Passage to read
----------
Reflecting the forward momentum of the space, Levine said Wilson Bryan, director of CBER’s Office of Tissues and Advanced Therapies, attended a “significant number of sessions.”
You Made It: Now What?
On May 6, ISCT’s attention turned to answering the following question: You Made It, Now What?
The FDA lists 23 approved cell and gene therapies. Among them are Bristol Myers Squibb’s Abecma (idecabtagene vicleucel), which in March 2021 became the first cell-based gene therapy for adults with multiple myeloma; Novartis’s Kymriah, which in 2017 won the honor of the first FDA-approved CAR-T cell therapy; and Spark Therapeutics’ Luxturna, which became the first approved gene therapy for eye disease, also in 2017.
A global society covering North America, Europe, Australia, New Zealand, Asia and South and Central America, ISCT is committed to both sharing learnings across these regions and ensuring that every one of them has equitable access to these potentially life-changing medicines.
----------
Data records
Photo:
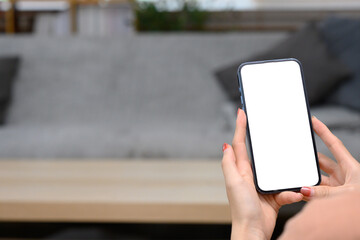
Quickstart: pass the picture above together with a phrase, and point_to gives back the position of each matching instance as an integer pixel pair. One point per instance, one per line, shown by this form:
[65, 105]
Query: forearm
[246, 231]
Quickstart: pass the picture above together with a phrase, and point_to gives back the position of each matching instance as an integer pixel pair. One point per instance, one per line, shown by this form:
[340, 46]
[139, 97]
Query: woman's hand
[344, 175]
[253, 214]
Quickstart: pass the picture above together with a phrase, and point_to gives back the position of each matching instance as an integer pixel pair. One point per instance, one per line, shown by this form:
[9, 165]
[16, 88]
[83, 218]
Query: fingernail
[307, 192]
[225, 146]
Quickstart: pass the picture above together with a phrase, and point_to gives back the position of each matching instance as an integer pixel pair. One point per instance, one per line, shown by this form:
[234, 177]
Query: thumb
[317, 191]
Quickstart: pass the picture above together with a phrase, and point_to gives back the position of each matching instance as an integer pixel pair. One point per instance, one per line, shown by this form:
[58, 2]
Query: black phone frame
[243, 106]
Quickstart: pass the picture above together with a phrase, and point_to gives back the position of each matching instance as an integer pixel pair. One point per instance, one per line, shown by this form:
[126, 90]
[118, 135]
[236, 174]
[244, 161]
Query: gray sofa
[151, 95]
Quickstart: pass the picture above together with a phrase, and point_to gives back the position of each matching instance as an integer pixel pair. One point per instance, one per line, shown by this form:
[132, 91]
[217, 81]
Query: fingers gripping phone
[279, 129]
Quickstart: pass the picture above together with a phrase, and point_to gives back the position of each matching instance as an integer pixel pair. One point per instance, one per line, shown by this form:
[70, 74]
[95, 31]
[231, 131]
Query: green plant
[148, 17]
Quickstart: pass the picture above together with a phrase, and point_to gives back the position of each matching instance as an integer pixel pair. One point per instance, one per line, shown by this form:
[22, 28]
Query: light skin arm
[344, 174]
[253, 214]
----------
Exercise brief
Reproduce the part of the passage on cell and gene therapies that opens with the words containing "Reflecting the forward" and closes with "It: Now What?". The records aren't needed here.

Solution to this problem
Reflecting the forward momentum of the space, Levine said Wilson Bryan, director of CBER’s Office of Tissues and Advanced Therapies, attended a “significant number of sessions.”
You Made It: Now What?